• Prompt: Your answer consists of the lines in the data that contain "blue". Copy each of them.

[Extracted data entries]
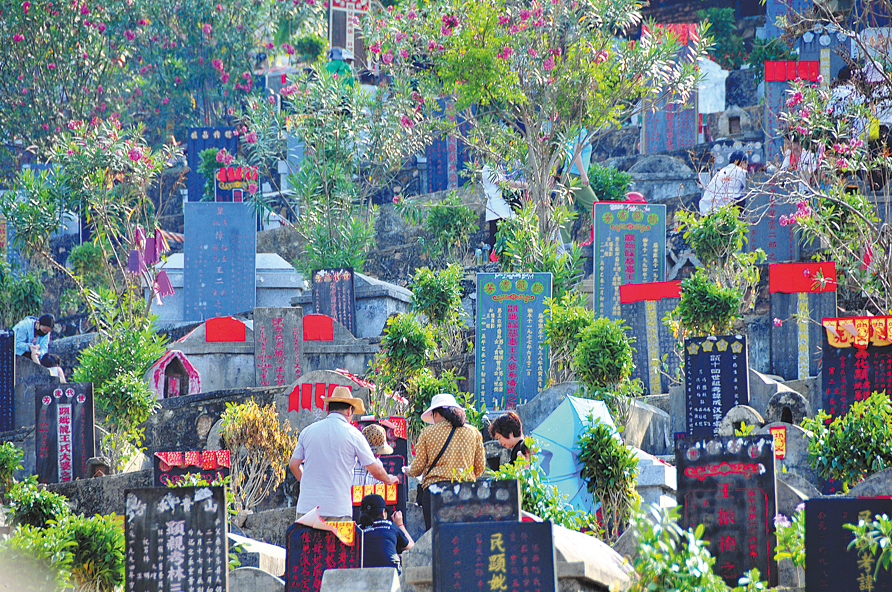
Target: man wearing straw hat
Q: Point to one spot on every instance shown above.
(325, 455)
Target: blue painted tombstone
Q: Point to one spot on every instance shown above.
(202, 138)
(220, 251)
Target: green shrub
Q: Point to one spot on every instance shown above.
(406, 344)
(603, 357)
(10, 461)
(97, 550)
(728, 50)
(854, 446)
(31, 505)
(610, 471)
(705, 308)
(608, 183)
(421, 389)
(437, 294)
(564, 323)
(451, 225)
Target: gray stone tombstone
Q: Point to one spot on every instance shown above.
(278, 345)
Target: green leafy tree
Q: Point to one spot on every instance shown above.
(854, 446)
(525, 76)
(610, 472)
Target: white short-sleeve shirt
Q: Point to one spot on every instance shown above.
(330, 449)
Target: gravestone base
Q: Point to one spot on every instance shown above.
(370, 579)
(251, 579)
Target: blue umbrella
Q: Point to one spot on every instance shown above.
(559, 455)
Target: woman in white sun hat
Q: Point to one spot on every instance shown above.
(448, 450)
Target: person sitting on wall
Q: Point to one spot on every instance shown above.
(382, 540)
(727, 186)
(32, 336)
(508, 430)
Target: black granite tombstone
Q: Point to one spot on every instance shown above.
(175, 539)
(516, 556)
(856, 361)
(800, 295)
(716, 379)
(829, 564)
(7, 381)
(475, 501)
(66, 436)
(309, 552)
(629, 248)
(219, 259)
(643, 307)
(511, 353)
(728, 486)
(334, 295)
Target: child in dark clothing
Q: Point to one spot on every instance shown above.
(382, 540)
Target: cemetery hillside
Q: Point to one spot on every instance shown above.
(446, 295)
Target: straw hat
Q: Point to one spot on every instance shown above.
(377, 439)
(441, 400)
(341, 394)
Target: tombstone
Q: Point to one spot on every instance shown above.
(343, 26)
(764, 210)
(175, 539)
(476, 501)
(511, 356)
(856, 361)
(629, 248)
(173, 375)
(447, 156)
(65, 437)
(517, 556)
(829, 564)
(310, 552)
(170, 468)
(333, 295)
(825, 44)
(202, 138)
(278, 341)
(801, 295)
(778, 75)
(232, 183)
(644, 306)
(303, 404)
(670, 127)
(727, 485)
(716, 379)
(7, 381)
(219, 272)
(776, 8)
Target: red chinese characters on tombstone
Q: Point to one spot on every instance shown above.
(64, 453)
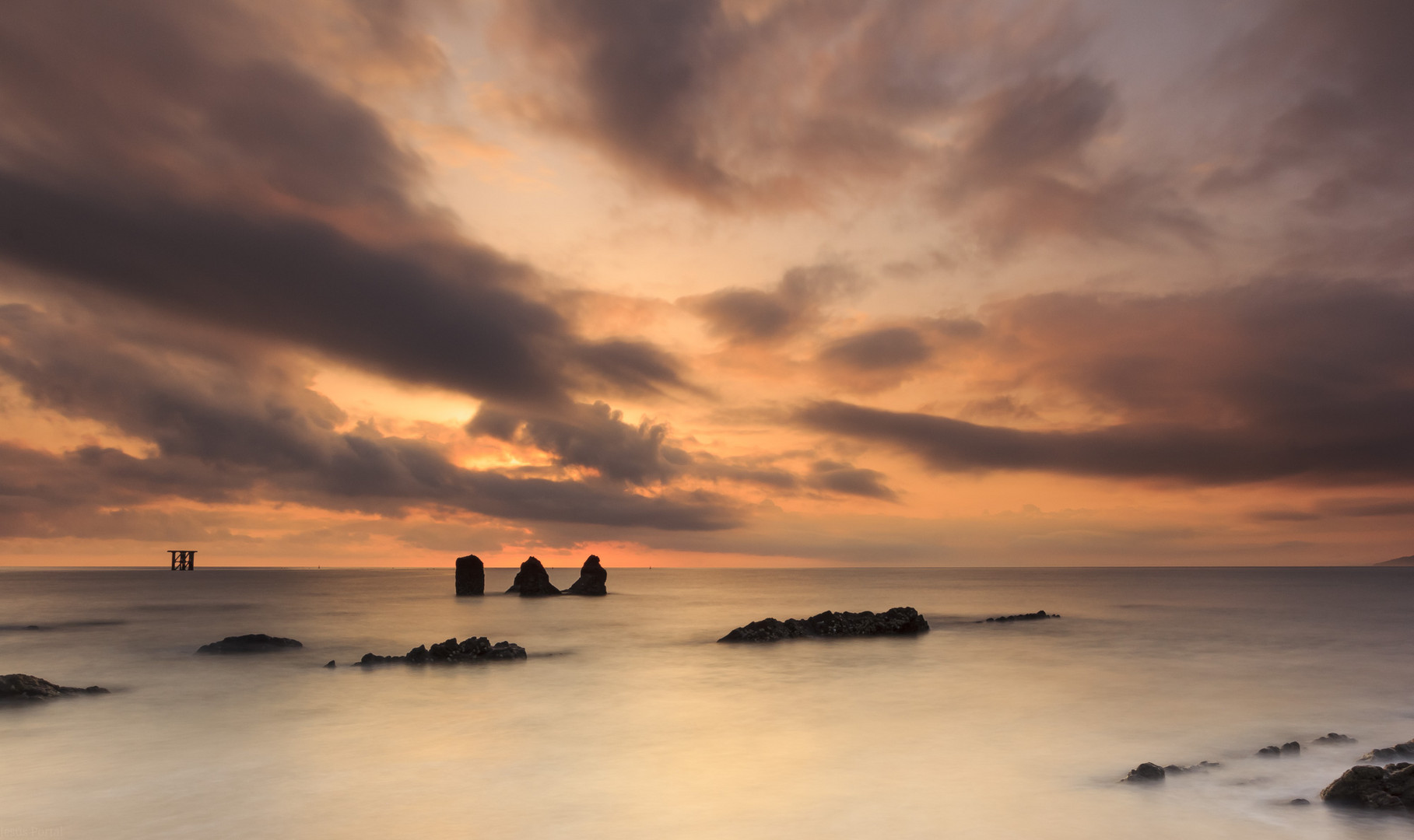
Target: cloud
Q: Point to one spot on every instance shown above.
(1266, 381)
(171, 155)
(749, 316)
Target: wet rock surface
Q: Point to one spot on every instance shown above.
(22, 686)
(1035, 615)
(593, 579)
(471, 576)
(896, 621)
(532, 582)
(1374, 786)
(249, 644)
(451, 653)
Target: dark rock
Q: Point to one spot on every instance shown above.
(1035, 615)
(1374, 786)
(451, 653)
(532, 580)
(1146, 772)
(593, 579)
(22, 686)
(249, 644)
(1405, 750)
(900, 620)
(471, 576)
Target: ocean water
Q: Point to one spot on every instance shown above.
(630, 722)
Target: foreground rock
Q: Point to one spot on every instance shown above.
(593, 579)
(1374, 786)
(1405, 750)
(896, 621)
(1035, 615)
(451, 653)
(533, 582)
(1151, 772)
(249, 644)
(471, 576)
(22, 686)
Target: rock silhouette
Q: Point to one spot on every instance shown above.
(532, 580)
(451, 653)
(249, 644)
(22, 686)
(1374, 786)
(471, 576)
(900, 620)
(593, 579)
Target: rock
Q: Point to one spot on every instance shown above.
(471, 576)
(593, 579)
(1374, 786)
(1405, 750)
(22, 686)
(451, 653)
(249, 644)
(1146, 772)
(1023, 617)
(900, 620)
(532, 580)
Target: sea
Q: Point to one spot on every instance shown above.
(628, 720)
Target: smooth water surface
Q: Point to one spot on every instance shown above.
(630, 722)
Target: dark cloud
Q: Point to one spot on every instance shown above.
(171, 155)
(1266, 381)
(744, 316)
(237, 426)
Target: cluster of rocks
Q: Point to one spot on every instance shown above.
(451, 653)
(532, 580)
(896, 621)
(1023, 617)
(22, 686)
(249, 644)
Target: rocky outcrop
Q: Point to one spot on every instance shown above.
(1151, 772)
(1405, 750)
(471, 576)
(1290, 748)
(249, 644)
(22, 686)
(900, 620)
(593, 579)
(1035, 615)
(451, 653)
(1374, 786)
(532, 580)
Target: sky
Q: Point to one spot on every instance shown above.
(707, 282)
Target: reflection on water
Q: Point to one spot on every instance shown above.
(630, 722)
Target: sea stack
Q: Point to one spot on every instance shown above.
(532, 580)
(593, 579)
(471, 576)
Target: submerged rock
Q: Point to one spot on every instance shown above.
(593, 579)
(1374, 786)
(1405, 750)
(1023, 617)
(22, 686)
(900, 620)
(451, 653)
(471, 576)
(249, 644)
(532, 580)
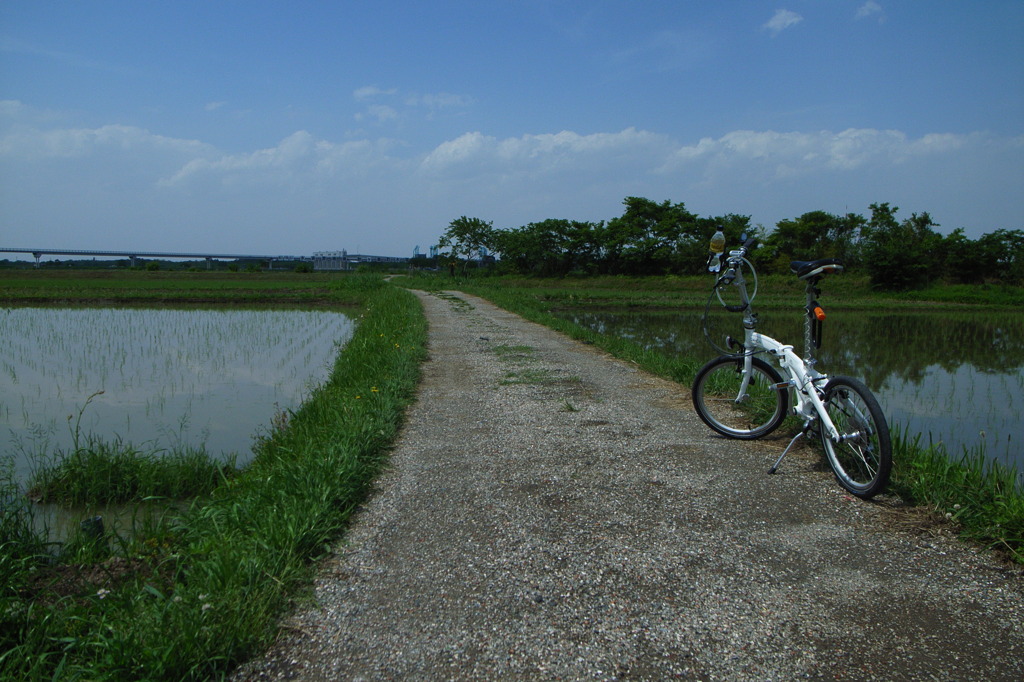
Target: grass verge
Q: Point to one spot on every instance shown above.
(190, 596)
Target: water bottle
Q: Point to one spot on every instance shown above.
(717, 247)
(718, 242)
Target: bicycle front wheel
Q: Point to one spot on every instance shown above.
(862, 459)
(736, 403)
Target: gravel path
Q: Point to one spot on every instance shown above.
(553, 513)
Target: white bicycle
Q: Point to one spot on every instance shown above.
(741, 395)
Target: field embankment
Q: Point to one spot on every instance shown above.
(190, 595)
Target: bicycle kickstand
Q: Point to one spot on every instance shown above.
(774, 468)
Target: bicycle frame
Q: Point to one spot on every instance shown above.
(841, 411)
(803, 378)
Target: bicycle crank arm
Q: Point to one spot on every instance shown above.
(774, 467)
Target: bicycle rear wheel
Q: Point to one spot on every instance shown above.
(862, 460)
(735, 410)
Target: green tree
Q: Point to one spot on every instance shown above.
(1001, 255)
(551, 248)
(812, 236)
(465, 238)
(648, 237)
(903, 255)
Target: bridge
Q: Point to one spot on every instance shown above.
(323, 260)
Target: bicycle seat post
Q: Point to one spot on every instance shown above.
(812, 292)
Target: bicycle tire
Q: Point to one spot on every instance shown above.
(863, 460)
(755, 414)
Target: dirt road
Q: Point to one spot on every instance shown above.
(553, 513)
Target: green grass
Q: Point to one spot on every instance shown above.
(190, 596)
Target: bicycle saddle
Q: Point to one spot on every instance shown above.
(805, 269)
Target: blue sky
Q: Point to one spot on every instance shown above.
(294, 127)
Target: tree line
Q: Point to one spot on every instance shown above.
(651, 238)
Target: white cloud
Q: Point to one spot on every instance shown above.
(122, 185)
(782, 19)
(378, 113)
(371, 92)
(439, 100)
(869, 9)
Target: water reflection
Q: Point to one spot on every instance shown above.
(169, 377)
(954, 377)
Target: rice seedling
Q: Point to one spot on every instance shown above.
(197, 592)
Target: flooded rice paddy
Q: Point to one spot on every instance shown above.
(953, 377)
(168, 377)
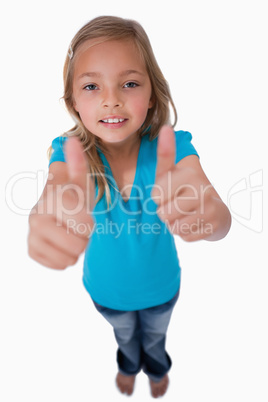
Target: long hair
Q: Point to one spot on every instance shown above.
(115, 28)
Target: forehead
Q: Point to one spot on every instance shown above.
(102, 54)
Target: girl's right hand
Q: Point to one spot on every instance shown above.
(61, 222)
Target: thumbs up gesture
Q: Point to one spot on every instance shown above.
(187, 202)
(61, 222)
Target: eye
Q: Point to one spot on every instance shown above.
(131, 85)
(90, 87)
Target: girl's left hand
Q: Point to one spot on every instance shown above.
(187, 202)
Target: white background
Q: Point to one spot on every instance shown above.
(54, 345)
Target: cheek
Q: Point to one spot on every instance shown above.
(140, 107)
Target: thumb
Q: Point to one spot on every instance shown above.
(76, 162)
(166, 148)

• Task output:
Target: blue painted tombstone
Target: blue umbrella
Target: blue sky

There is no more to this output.